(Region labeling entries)

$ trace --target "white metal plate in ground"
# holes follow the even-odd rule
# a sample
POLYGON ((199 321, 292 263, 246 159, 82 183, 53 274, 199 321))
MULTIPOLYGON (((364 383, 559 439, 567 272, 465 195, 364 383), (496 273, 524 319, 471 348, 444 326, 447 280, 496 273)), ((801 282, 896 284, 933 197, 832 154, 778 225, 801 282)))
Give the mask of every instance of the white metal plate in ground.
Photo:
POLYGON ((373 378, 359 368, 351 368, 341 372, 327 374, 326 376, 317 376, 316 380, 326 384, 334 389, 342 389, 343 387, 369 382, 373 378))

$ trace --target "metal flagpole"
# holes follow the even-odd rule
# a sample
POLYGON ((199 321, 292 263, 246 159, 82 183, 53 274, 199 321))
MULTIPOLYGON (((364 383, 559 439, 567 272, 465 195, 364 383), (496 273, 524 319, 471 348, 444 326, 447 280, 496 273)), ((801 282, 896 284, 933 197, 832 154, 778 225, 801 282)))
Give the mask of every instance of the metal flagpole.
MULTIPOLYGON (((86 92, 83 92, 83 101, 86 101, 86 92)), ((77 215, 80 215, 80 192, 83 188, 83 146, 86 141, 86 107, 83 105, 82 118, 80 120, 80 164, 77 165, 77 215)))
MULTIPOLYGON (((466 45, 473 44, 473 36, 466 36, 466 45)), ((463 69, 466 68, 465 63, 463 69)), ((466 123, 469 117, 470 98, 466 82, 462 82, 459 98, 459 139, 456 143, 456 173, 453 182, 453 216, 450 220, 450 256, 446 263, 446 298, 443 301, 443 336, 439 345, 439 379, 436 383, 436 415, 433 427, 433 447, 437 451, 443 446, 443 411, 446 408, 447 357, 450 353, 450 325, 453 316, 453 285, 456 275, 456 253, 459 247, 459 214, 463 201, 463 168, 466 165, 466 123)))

**WRITTEN TASK:**
Rewrite the part of the records from the start through the line containing "POLYGON ((373 378, 359", both ends included, with the requests kept. Multiply each coordinate in the answers by 0.7 and round to whole numbers, halves going up; leave the numbers in the requests and their format samples unchanged.

**TASK SOLUTION:**
$ trace --target "white metal plate in ground"
# holes follow the even-odd rule
# a sample
POLYGON ((199 321, 292 263, 246 159, 82 183, 53 274, 199 321))
MULTIPOLYGON (((364 383, 559 439, 567 272, 465 195, 364 383), (496 273, 524 319, 471 348, 444 326, 447 280, 496 273)), ((801 282, 896 284, 933 197, 832 154, 778 225, 801 282)))
Give the mask of every instance of the white metal plate in ground.
Photo:
POLYGON ((261 265, 251 258, 246 258, 239 260, 229 262, 228 263, 222 263, 221 266, 228 269, 234 272, 239 272, 240 271, 258 267, 261 265))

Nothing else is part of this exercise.